### What is needed
Starting at the line that contains "Target: slice of casserole", copy each line through the final one exactly as written.

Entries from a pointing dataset
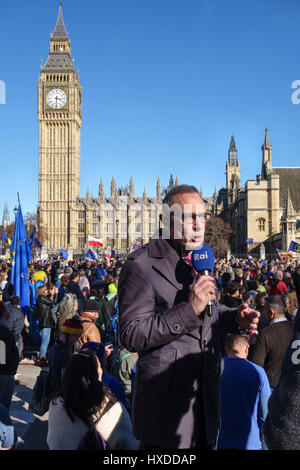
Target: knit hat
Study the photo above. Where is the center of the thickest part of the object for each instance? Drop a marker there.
(97, 348)
(91, 306)
(112, 288)
(72, 326)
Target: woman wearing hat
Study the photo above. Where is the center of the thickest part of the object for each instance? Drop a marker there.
(61, 351)
(85, 402)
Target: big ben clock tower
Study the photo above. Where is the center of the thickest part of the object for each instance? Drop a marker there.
(59, 116)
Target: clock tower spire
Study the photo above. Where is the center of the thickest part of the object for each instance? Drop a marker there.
(59, 117)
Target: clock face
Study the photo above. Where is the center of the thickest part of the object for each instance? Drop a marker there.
(56, 98)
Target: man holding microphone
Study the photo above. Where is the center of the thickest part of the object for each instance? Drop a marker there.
(165, 318)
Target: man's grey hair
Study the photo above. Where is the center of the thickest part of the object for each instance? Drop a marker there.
(66, 308)
(180, 189)
(275, 302)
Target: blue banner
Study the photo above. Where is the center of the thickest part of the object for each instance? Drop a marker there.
(294, 247)
(20, 254)
(64, 254)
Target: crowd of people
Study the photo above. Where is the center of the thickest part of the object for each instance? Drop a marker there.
(74, 320)
(72, 326)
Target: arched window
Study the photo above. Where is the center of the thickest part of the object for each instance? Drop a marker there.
(261, 224)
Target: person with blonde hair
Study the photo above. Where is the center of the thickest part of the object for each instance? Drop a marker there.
(84, 284)
(46, 323)
(67, 309)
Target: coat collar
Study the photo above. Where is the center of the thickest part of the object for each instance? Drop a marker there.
(168, 263)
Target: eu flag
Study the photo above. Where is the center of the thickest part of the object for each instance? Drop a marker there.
(37, 244)
(20, 254)
(4, 237)
(64, 254)
(31, 238)
(294, 247)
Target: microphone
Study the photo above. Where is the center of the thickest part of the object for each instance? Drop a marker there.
(203, 261)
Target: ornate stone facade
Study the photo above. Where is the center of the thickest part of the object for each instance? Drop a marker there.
(65, 218)
(266, 210)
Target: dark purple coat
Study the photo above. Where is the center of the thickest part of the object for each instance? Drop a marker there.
(176, 393)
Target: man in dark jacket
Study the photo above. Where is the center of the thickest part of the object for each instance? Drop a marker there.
(162, 317)
(9, 358)
(297, 282)
(16, 317)
(281, 429)
(272, 342)
(73, 288)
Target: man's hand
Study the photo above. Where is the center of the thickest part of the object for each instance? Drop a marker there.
(247, 318)
(202, 292)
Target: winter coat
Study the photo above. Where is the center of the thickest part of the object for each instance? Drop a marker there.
(16, 321)
(176, 401)
(42, 312)
(282, 426)
(90, 330)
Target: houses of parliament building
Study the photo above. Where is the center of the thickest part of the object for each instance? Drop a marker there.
(266, 210)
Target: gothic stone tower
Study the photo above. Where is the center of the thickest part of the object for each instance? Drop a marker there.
(59, 116)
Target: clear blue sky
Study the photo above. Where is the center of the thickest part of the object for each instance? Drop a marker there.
(165, 85)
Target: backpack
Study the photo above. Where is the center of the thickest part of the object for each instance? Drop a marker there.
(93, 439)
(112, 322)
(39, 399)
(115, 367)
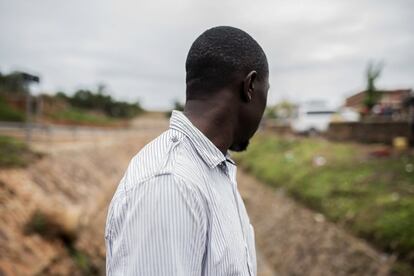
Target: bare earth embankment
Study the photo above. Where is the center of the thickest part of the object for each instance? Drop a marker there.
(72, 185)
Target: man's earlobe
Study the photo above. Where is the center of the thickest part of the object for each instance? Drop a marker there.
(248, 87)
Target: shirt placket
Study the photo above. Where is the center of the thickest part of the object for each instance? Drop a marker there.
(230, 171)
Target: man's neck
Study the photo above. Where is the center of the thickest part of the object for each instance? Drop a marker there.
(214, 119)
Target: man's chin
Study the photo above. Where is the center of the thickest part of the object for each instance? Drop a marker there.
(239, 147)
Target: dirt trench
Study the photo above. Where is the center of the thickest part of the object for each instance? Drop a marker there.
(76, 180)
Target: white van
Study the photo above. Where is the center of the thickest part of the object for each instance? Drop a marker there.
(312, 117)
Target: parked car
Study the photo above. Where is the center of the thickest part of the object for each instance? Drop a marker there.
(312, 118)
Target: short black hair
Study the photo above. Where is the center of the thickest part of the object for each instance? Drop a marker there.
(220, 55)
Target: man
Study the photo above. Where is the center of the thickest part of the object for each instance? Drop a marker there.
(177, 210)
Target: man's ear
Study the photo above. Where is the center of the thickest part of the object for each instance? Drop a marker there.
(248, 86)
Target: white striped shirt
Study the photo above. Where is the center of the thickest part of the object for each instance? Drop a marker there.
(177, 211)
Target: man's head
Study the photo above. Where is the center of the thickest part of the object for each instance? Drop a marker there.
(227, 63)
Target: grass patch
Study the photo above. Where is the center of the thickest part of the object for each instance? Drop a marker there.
(373, 197)
(15, 153)
(10, 114)
(79, 116)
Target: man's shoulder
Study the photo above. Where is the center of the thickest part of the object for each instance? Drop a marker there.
(168, 154)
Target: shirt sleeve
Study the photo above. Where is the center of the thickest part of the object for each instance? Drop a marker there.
(162, 231)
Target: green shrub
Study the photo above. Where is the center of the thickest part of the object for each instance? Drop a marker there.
(373, 197)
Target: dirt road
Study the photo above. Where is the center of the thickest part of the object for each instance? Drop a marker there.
(76, 181)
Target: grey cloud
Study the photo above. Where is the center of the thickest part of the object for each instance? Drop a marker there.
(316, 49)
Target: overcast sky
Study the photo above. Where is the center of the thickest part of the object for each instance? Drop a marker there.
(316, 49)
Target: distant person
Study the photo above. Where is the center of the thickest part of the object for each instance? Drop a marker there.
(177, 210)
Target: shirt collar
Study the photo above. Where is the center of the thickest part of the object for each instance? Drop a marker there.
(207, 150)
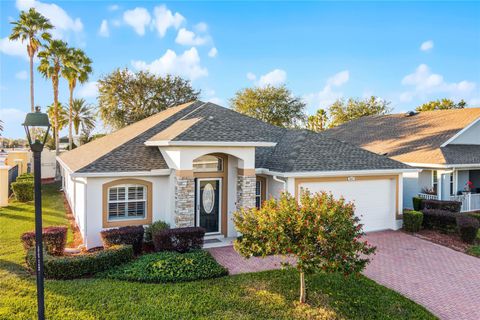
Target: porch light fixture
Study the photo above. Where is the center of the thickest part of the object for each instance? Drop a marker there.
(37, 126)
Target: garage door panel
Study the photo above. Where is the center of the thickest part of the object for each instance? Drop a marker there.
(374, 199)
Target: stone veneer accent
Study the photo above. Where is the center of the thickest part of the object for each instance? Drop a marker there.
(184, 202)
(246, 186)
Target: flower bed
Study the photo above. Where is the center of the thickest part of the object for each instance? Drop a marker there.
(169, 267)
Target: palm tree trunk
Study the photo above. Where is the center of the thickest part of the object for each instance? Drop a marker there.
(303, 291)
(70, 138)
(32, 101)
(55, 123)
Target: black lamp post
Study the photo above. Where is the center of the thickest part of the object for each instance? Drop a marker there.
(37, 126)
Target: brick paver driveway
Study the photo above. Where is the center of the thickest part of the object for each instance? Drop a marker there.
(445, 281)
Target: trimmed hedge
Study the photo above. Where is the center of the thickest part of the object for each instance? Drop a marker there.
(412, 220)
(72, 267)
(25, 176)
(23, 190)
(467, 227)
(439, 220)
(179, 239)
(417, 203)
(54, 240)
(169, 267)
(155, 227)
(130, 235)
(452, 206)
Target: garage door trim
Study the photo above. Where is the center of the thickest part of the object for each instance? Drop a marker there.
(398, 216)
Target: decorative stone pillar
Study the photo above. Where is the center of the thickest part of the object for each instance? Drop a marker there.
(184, 200)
(246, 186)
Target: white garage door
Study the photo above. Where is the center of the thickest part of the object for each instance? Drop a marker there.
(374, 199)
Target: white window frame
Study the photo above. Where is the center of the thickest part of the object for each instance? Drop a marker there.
(126, 201)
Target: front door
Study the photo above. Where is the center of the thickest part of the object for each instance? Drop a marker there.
(209, 201)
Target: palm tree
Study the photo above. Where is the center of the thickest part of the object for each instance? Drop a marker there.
(82, 115)
(78, 68)
(32, 27)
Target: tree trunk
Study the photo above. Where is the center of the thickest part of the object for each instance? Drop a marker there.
(32, 101)
(70, 137)
(303, 291)
(55, 123)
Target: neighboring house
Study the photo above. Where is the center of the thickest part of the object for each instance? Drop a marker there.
(197, 163)
(444, 143)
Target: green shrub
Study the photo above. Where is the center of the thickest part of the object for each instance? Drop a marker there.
(155, 227)
(169, 267)
(475, 215)
(23, 190)
(412, 220)
(25, 176)
(468, 227)
(54, 240)
(71, 267)
(417, 203)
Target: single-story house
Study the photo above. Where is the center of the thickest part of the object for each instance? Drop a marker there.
(197, 163)
(445, 144)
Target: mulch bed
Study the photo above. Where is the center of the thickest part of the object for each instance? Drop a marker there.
(450, 240)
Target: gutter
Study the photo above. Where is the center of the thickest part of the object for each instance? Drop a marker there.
(333, 173)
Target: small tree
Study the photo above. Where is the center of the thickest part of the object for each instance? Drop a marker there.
(274, 105)
(321, 232)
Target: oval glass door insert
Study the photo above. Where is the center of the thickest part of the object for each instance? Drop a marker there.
(208, 198)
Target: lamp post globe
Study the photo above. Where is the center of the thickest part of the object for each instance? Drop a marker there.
(37, 127)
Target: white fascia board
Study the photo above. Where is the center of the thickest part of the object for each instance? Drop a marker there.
(166, 143)
(160, 172)
(459, 133)
(334, 173)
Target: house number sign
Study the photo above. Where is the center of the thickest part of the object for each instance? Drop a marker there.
(208, 198)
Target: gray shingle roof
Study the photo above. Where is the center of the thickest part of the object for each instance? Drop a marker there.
(296, 150)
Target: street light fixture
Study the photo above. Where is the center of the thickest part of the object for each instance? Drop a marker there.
(37, 126)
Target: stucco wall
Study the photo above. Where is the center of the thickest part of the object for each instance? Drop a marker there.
(161, 205)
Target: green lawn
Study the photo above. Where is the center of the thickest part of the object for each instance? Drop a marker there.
(265, 295)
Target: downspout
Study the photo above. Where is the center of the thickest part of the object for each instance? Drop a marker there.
(281, 181)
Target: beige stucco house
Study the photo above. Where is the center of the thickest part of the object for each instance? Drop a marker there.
(444, 144)
(197, 163)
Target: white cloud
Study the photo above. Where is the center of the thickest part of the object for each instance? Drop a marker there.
(104, 31)
(186, 65)
(21, 75)
(328, 94)
(13, 48)
(59, 18)
(89, 90)
(251, 76)
(138, 19)
(213, 52)
(201, 27)
(113, 7)
(427, 45)
(424, 83)
(189, 38)
(165, 19)
(274, 78)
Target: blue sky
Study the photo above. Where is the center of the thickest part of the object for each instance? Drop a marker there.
(405, 52)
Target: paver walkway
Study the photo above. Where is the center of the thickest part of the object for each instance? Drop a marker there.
(445, 281)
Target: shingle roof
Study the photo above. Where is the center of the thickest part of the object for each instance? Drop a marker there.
(410, 139)
(295, 150)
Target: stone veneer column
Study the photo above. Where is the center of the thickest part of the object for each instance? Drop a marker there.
(184, 200)
(246, 185)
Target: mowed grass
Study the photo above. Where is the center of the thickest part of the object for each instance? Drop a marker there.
(265, 295)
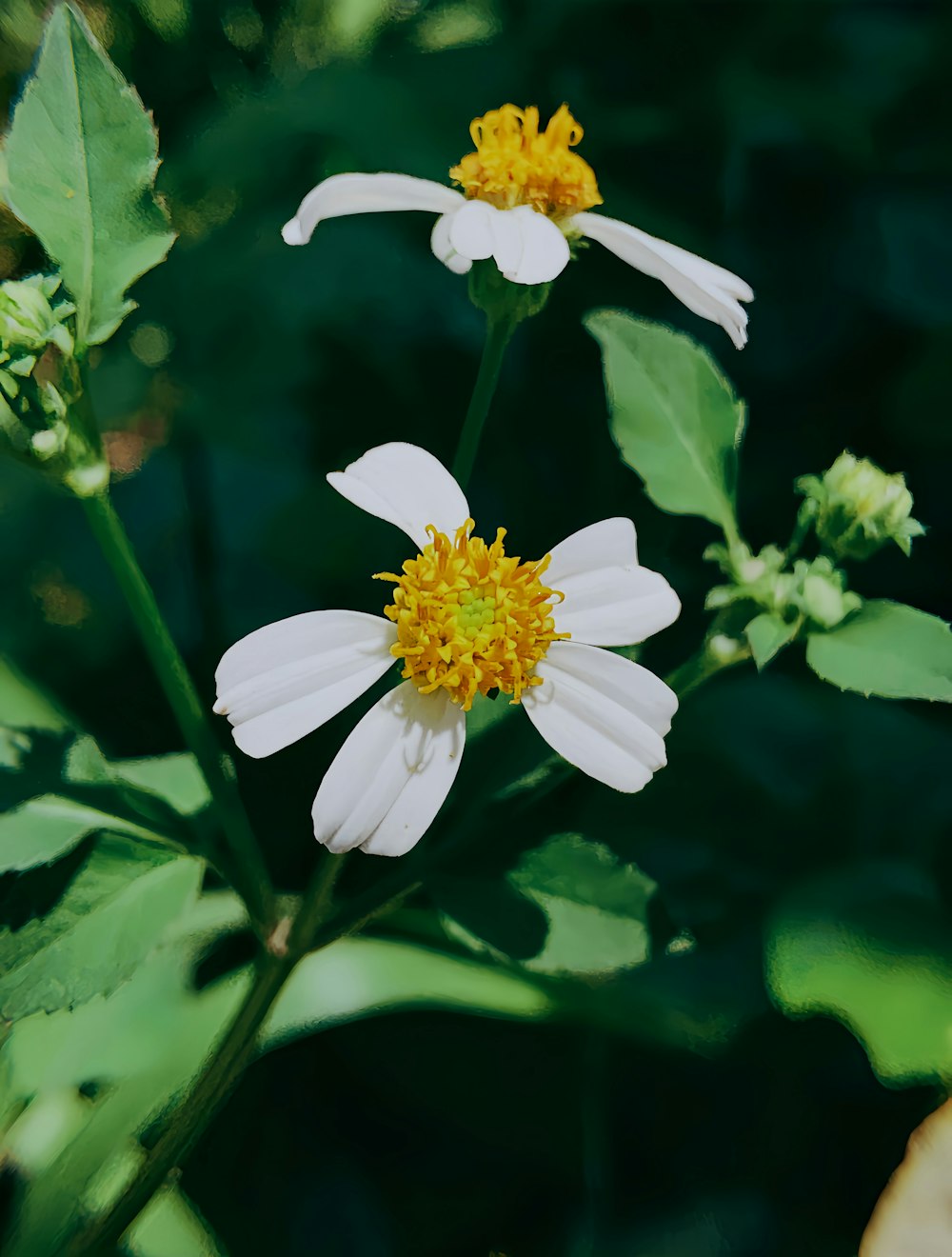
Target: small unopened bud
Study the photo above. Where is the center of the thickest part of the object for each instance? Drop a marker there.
(822, 592)
(500, 299)
(28, 321)
(860, 508)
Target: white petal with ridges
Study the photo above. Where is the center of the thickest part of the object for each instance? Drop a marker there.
(609, 598)
(526, 247)
(392, 774)
(289, 678)
(444, 249)
(704, 288)
(367, 193)
(545, 250)
(407, 487)
(602, 713)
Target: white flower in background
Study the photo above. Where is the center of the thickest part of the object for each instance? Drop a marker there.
(526, 195)
(465, 619)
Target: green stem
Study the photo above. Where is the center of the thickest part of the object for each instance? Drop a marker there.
(247, 865)
(220, 1076)
(703, 667)
(498, 334)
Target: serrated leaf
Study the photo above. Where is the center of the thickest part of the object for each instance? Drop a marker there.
(672, 413)
(112, 914)
(141, 1045)
(82, 157)
(597, 907)
(889, 650)
(47, 828)
(23, 706)
(873, 948)
(766, 636)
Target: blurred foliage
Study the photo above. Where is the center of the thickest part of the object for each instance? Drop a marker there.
(795, 849)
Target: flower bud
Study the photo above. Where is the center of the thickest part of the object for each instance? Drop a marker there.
(503, 301)
(858, 508)
(28, 322)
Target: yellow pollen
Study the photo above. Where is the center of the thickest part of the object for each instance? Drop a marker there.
(516, 164)
(470, 619)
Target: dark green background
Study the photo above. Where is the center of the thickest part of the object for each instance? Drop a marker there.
(803, 145)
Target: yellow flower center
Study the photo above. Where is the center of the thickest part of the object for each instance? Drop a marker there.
(470, 619)
(516, 164)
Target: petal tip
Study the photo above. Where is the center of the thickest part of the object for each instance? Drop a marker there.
(291, 232)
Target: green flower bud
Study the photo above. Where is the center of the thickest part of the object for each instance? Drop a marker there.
(30, 323)
(503, 301)
(858, 508)
(815, 591)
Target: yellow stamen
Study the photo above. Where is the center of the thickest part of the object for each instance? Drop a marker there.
(470, 619)
(515, 164)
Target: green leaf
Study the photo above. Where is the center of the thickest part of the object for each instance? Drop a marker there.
(169, 1226)
(23, 706)
(141, 1046)
(597, 907)
(47, 828)
(112, 914)
(82, 157)
(175, 778)
(767, 635)
(876, 951)
(495, 911)
(673, 416)
(889, 650)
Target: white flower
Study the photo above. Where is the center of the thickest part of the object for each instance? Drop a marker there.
(465, 620)
(526, 196)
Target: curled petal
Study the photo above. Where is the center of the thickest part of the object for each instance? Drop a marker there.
(602, 713)
(443, 247)
(392, 774)
(609, 598)
(289, 678)
(407, 487)
(526, 246)
(708, 290)
(367, 193)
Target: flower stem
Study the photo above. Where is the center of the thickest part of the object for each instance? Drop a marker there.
(499, 332)
(219, 1077)
(247, 868)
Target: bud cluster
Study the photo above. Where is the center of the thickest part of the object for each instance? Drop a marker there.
(857, 508)
(39, 384)
(807, 591)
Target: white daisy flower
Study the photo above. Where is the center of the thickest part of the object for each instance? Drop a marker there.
(526, 196)
(465, 619)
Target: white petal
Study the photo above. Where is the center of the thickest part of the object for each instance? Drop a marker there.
(407, 487)
(704, 288)
(609, 598)
(545, 250)
(289, 678)
(471, 230)
(602, 713)
(443, 247)
(392, 774)
(526, 247)
(367, 193)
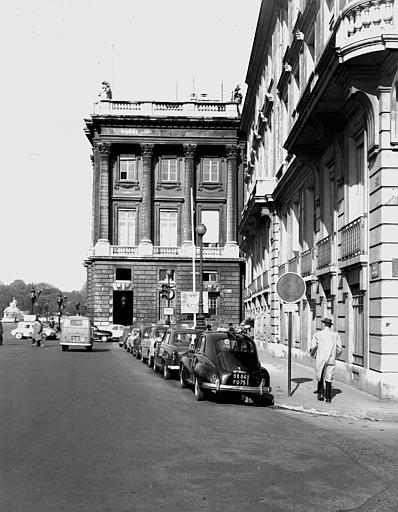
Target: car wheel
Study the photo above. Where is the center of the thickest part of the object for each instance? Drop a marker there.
(166, 371)
(183, 382)
(199, 393)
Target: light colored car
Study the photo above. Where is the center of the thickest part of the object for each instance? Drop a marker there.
(116, 330)
(25, 330)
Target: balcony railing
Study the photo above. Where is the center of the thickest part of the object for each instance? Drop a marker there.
(134, 251)
(324, 246)
(353, 238)
(365, 26)
(307, 266)
(199, 108)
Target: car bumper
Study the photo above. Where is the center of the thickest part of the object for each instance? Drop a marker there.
(244, 390)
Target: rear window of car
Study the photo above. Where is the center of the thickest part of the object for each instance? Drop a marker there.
(184, 338)
(234, 345)
(78, 323)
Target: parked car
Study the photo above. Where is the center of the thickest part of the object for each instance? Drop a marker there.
(116, 330)
(225, 362)
(123, 338)
(150, 336)
(76, 332)
(176, 341)
(100, 334)
(25, 330)
(134, 342)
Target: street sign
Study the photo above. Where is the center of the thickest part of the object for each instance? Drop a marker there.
(190, 302)
(290, 287)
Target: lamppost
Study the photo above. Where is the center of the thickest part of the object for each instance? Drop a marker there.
(32, 298)
(200, 318)
(60, 301)
(169, 273)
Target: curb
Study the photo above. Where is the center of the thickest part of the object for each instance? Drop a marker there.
(315, 412)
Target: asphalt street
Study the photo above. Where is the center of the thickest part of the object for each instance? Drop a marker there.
(100, 431)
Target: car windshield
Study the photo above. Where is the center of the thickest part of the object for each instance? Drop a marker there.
(234, 345)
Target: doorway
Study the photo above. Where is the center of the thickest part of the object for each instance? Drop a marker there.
(123, 307)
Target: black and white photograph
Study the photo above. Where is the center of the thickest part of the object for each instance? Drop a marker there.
(199, 258)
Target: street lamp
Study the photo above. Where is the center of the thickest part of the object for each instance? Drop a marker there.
(200, 319)
(32, 298)
(60, 301)
(169, 273)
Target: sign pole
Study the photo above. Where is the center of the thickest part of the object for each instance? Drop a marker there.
(289, 354)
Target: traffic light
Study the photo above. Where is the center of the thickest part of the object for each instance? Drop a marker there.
(166, 292)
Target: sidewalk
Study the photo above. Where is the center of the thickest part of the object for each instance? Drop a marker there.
(347, 402)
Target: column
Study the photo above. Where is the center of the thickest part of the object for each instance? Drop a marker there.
(145, 236)
(189, 154)
(105, 151)
(232, 166)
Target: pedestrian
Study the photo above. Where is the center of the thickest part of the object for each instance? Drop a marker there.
(37, 332)
(325, 347)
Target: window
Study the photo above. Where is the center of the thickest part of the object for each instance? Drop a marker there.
(123, 274)
(168, 228)
(211, 170)
(126, 227)
(168, 170)
(211, 219)
(127, 168)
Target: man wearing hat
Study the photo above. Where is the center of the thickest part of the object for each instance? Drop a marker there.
(325, 347)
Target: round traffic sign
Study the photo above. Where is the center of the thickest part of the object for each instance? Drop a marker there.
(290, 287)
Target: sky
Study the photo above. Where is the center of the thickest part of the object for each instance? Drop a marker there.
(55, 55)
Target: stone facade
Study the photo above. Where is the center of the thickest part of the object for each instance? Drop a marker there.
(321, 182)
(160, 168)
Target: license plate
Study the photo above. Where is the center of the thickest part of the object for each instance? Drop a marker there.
(239, 379)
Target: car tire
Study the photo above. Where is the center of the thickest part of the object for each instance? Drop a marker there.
(154, 366)
(166, 371)
(199, 393)
(183, 382)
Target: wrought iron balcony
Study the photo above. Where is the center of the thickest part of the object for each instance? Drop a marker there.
(325, 252)
(353, 238)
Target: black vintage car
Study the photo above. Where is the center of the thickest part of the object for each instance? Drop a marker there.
(167, 352)
(225, 362)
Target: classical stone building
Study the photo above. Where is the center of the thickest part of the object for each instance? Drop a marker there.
(321, 180)
(160, 168)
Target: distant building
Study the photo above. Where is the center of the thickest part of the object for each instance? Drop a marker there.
(321, 167)
(154, 163)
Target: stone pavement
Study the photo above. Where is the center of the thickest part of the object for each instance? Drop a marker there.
(347, 401)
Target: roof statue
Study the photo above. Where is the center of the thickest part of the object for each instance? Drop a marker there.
(106, 91)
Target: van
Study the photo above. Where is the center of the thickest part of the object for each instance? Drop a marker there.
(76, 332)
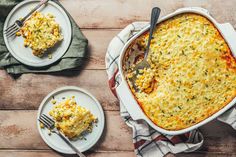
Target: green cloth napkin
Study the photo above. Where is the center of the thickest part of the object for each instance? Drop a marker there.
(72, 59)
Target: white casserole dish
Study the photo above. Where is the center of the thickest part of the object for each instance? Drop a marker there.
(127, 97)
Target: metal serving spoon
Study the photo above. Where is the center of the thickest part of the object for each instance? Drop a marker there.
(144, 63)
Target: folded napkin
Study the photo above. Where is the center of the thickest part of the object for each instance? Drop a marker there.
(72, 59)
(147, 141)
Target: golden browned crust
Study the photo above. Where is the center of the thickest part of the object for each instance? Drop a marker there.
(194, 72)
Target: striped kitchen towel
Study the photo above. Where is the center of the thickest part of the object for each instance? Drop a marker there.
(147, 141)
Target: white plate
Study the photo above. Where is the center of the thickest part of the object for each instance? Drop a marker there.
(24, 55)
(83, 98)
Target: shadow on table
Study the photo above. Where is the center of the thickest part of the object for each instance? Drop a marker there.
(69, 72)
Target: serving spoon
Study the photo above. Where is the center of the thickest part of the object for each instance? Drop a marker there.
(144, 63)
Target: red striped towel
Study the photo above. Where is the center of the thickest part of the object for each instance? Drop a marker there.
(147, 141)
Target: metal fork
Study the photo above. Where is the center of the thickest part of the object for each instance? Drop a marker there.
(11, 30)
(50, 124)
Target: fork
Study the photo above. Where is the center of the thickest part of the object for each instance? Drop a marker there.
(50, 125)
(11, 30)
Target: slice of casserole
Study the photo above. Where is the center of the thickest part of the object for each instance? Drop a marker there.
(41, 32)
(192, 75)
(71, 119)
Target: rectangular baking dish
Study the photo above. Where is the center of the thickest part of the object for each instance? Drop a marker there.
(127, 98)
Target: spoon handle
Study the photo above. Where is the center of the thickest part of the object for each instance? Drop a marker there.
(154, 17)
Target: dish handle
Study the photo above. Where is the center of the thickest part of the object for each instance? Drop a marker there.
(229, 33)
(126, 97)
(193, 9)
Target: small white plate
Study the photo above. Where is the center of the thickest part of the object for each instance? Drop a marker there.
(83, 98)
(24, 55)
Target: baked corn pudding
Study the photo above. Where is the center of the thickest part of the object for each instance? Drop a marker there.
(41, 32)
(71, 119)
(192, 73)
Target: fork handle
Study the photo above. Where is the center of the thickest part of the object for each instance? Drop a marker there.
(70, 144)
(42, 2)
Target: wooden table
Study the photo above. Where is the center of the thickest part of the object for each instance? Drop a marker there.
(100, 20)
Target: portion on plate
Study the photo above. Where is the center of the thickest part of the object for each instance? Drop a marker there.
(41, 32)
(192, 74)
(71, 119)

### Solution to the problem
Target: slice of casserole
Study the photo above. Where is the center of the thickest part of the object for each instance? Drop a marker there.
(41, 32)
(192, 75)
(71, 119)
Target: rectangular baking dish
Study the photo above. Where is the center of the thickest part of the object for each instance? Drop a marker there.
(127, 98)
Target: spoon handle
Study the photo above. Where is the center of the thickest part of the object for each instance? Drop a marker there.
(154, 17)
Target: dish handle
Study the photo above. Where is the center of the thickest part of the object for each instance? Drop a marker there.
(229, 33)
(126, 97)
(193, 9)
Target: small white plate
Study the photo above. Where is the center of the thickest part of the object for each instance? Drop a marker there.
(83, 98)
(24, 55)
Target: baked corn pudding
Study the photo above. Where is the center of the thickest part of the object for each instance? Drop a marker there.
(41, 32)
(71, 119)
(192, 73)
Target: fork handle
Study the photo above. Where is the center of the thickest part of the object for each instance? Drop a marker there.
(70, 144)
(42, 2)
Target: wooden table
Study the photo above. Where is the center of the thickest part of the object for each instance? Drop a marker there.
(100, 20)
Target: portion on plate
Study the photo above. Where is the center of the thickest part of the object for each instance? Drop a marker there.
(41, 32)
(192, 74)
(71, 119)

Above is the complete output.